◆ What is needed:
Reproduce the entries that follow, exactly and in full.

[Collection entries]
**********
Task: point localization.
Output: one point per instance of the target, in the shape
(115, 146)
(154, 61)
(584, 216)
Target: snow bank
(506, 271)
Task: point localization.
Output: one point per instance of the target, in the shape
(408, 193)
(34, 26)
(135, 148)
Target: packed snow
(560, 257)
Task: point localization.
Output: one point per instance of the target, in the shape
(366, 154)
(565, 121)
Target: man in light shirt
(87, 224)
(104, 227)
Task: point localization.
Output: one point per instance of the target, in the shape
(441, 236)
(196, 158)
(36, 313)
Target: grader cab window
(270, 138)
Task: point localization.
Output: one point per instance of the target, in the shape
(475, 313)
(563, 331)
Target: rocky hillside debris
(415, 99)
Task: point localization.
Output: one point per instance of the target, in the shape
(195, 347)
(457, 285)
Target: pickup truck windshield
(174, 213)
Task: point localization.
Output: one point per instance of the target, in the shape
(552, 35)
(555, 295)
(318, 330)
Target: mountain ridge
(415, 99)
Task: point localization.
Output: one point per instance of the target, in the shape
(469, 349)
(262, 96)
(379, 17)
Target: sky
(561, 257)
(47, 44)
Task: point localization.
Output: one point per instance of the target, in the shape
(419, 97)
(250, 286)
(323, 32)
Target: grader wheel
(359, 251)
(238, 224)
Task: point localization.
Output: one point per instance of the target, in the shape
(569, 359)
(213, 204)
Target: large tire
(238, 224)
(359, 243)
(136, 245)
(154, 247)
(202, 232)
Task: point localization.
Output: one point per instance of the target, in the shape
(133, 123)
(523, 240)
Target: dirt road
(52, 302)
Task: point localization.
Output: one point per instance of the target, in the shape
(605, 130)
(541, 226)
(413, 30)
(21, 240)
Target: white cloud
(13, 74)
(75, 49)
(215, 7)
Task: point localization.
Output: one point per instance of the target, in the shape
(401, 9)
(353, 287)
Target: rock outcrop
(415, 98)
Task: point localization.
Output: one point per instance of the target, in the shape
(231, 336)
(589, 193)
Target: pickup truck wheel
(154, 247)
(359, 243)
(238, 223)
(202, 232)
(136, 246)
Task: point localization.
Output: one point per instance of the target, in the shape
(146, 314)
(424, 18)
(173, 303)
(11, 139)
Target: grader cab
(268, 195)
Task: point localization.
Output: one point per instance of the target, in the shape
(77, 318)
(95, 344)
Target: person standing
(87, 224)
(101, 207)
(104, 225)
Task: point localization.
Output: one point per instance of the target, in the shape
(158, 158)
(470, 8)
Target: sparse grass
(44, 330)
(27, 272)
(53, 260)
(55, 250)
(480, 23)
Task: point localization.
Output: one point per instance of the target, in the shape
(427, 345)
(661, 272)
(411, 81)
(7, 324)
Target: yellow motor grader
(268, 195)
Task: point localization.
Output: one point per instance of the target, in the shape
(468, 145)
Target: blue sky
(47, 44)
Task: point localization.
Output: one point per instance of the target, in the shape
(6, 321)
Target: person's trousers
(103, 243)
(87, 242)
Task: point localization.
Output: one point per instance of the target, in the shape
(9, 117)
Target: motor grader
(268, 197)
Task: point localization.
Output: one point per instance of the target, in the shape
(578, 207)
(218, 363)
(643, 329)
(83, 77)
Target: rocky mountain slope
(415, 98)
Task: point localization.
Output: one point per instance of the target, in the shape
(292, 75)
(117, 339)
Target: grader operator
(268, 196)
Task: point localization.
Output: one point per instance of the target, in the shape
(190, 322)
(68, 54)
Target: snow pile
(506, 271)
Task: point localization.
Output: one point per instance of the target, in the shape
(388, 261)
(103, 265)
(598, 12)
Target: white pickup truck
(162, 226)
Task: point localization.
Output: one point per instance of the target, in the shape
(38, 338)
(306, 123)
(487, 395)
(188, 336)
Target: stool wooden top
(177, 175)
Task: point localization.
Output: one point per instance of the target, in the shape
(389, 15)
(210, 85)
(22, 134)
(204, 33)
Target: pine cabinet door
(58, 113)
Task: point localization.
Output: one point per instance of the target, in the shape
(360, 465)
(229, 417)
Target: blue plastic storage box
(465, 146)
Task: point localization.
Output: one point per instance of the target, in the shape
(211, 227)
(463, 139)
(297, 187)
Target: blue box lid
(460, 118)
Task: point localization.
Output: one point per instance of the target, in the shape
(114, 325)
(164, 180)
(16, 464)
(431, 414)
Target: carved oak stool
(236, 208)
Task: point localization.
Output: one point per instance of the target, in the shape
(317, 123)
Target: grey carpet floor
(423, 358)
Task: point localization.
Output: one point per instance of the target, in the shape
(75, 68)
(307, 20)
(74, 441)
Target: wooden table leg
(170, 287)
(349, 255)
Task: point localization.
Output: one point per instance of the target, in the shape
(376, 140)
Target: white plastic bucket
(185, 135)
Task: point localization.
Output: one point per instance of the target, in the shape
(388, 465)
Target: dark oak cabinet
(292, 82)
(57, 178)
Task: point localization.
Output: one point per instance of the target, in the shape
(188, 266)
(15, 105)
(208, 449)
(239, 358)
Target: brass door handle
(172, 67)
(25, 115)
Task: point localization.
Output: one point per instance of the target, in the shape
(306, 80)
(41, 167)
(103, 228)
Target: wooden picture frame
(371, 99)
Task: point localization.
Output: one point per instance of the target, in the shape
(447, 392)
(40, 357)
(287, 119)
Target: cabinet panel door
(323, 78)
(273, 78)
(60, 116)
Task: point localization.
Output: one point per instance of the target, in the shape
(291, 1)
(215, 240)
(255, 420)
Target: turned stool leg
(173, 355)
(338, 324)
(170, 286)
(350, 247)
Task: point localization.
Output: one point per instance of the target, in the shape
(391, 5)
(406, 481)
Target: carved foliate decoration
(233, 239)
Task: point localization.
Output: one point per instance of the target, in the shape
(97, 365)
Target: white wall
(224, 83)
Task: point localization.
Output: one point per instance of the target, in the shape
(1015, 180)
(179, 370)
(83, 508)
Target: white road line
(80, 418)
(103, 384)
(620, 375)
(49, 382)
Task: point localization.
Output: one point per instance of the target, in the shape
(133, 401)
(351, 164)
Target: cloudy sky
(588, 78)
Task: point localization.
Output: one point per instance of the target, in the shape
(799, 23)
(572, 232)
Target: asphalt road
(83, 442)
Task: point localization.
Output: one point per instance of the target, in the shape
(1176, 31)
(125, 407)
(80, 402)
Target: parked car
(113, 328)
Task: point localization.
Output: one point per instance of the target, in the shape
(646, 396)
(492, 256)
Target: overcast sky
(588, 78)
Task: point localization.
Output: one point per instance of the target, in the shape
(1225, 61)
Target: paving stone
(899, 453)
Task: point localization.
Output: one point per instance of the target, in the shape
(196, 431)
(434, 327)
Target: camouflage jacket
**********
◆ Solution:
Task: point localization.
Output: one point per instance of the target, in the shape
(115, 146)
(154, 61)
(584, 216)
Target: snow bank
(506, 271)
Task: point localization.
Output: one point per instance of the target, in the shape
(408, 193)
(34, 26)
(135, 148)
Target: packed snow
(560, 257)
Task: point localization.
Output: one point per instance of the target, in the shape
(366, 154)
(565, 121)
Target: man in light shirt
(87, 224)
(104, 227)
Task: point localization.
Output: one point per instance of the target, in the shape
(441, 236)
(196, 158)
(36, 313)
Target: grader cab window
(270, 138)
Task: point localization.
Output: one point per instance of the target, in the shape
(475, 313)
(563, 331)
Target: rocky hillside debris
(415, 99)
Task: point localization.
Output: one point per instance of the target, in the shape
(195, 347)
(457, 285)
Target: pickup truck windshield
(174, 213)
Task: point localization.
Output: one point per instance of the target, in the shape
(552, 35)
(555, 295)
(318, 330)
Target: mountain ridge
(415, 99)
Task: point localization.
Output: one point per instance of the target, in the shape
(469, 349)
(262, 96)
(379, 17)
Target: sky
(561, 257)
(47, 44)
Task: point localization.
Output: one point per instance of the target, in the shape
(419, 97)
(250, 286)
(323, 32)
Target: grader wheel
(359, 251)
(238, 224)
Task: point localization.
Output: one point per instance of the target, in the shape
(569, 359)
(213, 204)
Target: large tire
(238, 224)
(359, 243)
(136, 245)
(154, 247)
(202, 232)
Task: point localization.
Output: one point per instance of the target, in the shape
(133, 123)
(523, 240)
Target: dirt road
(52, 302)
Task: point localization.
Output: one point per instance of the target, in the shape
(605, 130)
(541, 226)
(413, 30)
(21, 240)
Target: white cloud
(13, 74)
(75, 49)
(215, 7)
Task: point localization.
Output: one point per instance of the target, in the shape
(401, 9)
(353, 287)
Target: rock outcrop
(415, 98)
Task: point localization.
Output: one point per instance of the target, in the shape
(231, 336)
(589, 193)
Target: pickup truck wheel
(154, 247)
(359, 243)
(238, 223)
(202, 232)
(136, 246)
Task: point localization.
Output: one point per instance of the target, in the shape
(146, 314)
(424, 18)
(173, 303)
(11, 139)
Target: grader cab
(268, 195)
Task: point localization.
Output: one point per instance of the target, in the shape
(77, 318)
(95, 344)
Target: person standing
(87, 224)
(101, 207)
(104, 225)
Task: point localization.
Output: one point per instance of the target, in the shape
(158, 158)
(470, 8)
Target: sparse grass
(44, 330)
(27, 272)
(53, 260)
(55, 250)
(480, 23)
Task: point localization.
Output: one point per instance of the target, in the shape
(427, 345)
(661, 272)
(411, 81)
(7, 324)
Target: yellow motor grader
(268, 195)
Task: point localization.
Output: one point per instance of the target, in the shape
(468, 145)
Target: blue sky
(47, 44)
Task: point localization.
Output: one point per instance of the target, in the shape
(6, 321)
Target: person's trousers
(103, 243)
(87, 242)
Task: point localization.
Output: one point per instance of the target, in the shape
(9, 117)
Target: motor grader
(268, 197)
Task: point localization.
Output: one point per instance of the target, in the shape
(578, 207)
(218, 363)
(643, 329)
(83, 77)
Target: rocky mountain slope
(415, 98)
Task: point localization.
Output: one point per instance of the target, in the shape
(292, 75)
(117, 339)
Target: grader operator
(268, 196)
Task: point localization.
Output: one point per instance of the target, in the shape
(190, 322)
(68, 54)
Target: snow pile
(506, 271)
Task: point localization.
Output: one point per instance of the target, in the shape
(388, 261)
(103, 265)
(598, 12)
Target: white pickup truck
(162, 226)
Task: point localization.
Output: one point per instance of the target, in the shape
(38, 338)
(306, 123)
(487, 395)
(188, 336)
Target: stool wooden top
(177, 175)
Task: point localization.
Output: one point per instance of the target, in the shape
(389, 15)
(210, 85)
(22, 134)
(204, 33)
Target: pine cabinet door
(58, 113)
Task: point localization.
Output: one point per instance of the target, in the shape
(360, 465)
(229, 417)
Target: blue plastic storage box
(465, 146)
Task: point localization.
Output: one point per instance of the target, in the shape
(211, 227)
(463, 139)
(297, 187)
Target: blue box lid
(460, 118)
Task: point localization.
Output: one point per instance of the target, in the shape
(114, 325)
(164, 180)
(16, 464)
(431, 414)
Target: carved oak stool
(236, 208)
Task: point localization.
Output: one point per instance of the target, in the shape
(317, 123)
Target: grey carpet floor
(423, 358)
Task: point localization.
Output: one point per instance of the target, in the shape
(75, 68)
(307, 20)
(74, 441)
Target: wooden table leg
(170, 287)
(349, 255)
Task: point localization.
Output: one point per instance of the target, in the shape
(376, 140)
Target: white plastic bucket
(185, 135)
Task: point localization.
Output: one point per instance of the target, in the shape
(388, 465)
Target: dark oak cabinet
(292, 82)
(57, 178)
Task: point localization.
Output: one point per instance of the target, in the shape
(188, 266)
(15, 105)
(208, 449)
(239, 358)
Target: brass door handle
(172, 67)
(25, 115)
Task: point localization.
Output: one point per instance of the target, in the shape
(306, 80)
(41, 167)
(103, 228)
Target: wooden picture frame
(371, 99)
Task: point localization.
Output: one point per instance of the target, in the shape
(447, 392)
(40, 357)
(287, 119)
Target: cabinet panel door
(323, 78)
(273, 78)
(60, 116)
Task: point localization.
Output: one point per instance of the target, in the shape
(291, 1)
(215, 240)
(255, 420)
Target: turned stool leg
(173, 355)
(338, 324)
(170, 286)
(350, 247)
Task: point localization.
Output: one point per instance of the target, in the shape
(391, 5)
(406, 481)
Target: carved foliate decoration
(233, 239)
Task: point localization.
Output: one point per instance of the target, in the shape
(97, 365)
Target: white wall
(224, 83)
Task: point localization.
Output: one point per instance of the target, in the shape
(1015, 180)
(179, 370)
(83, 508)
Target: white road line
(80, 418)
(103, 384)
(620, 375)
(49, 382)
Task: point localization.
Output: one point per instance of the target, in the shape
(133, 401)
(351, 164)
Target: cloudy sky
(588, 78)
Task: point localization.
Output: one point per instance of the target, in the shape
(799, 23)
(572, 232)
Target: asphalt road
(83, 442)
Task: point localization.
Output: one point per instance of the target, in the shape
(1176, 31)
(125, 407)
(80, 402)
Target: parked car
(113, 328)
Task: point localization.
Output: one point per instance of the target, in the shape
(646, 396)
(492, 256)
Target: overcast sky
(588, 78)
Task: point localization.
Output: one point per instance of the target, in the shape
(1225, 61)
Target: paving stone
(899, 453)
Task: point localization.
Output: one point per instance of the target, in the shape
(196, 431)
(434, 327)
Target: camouflage jacket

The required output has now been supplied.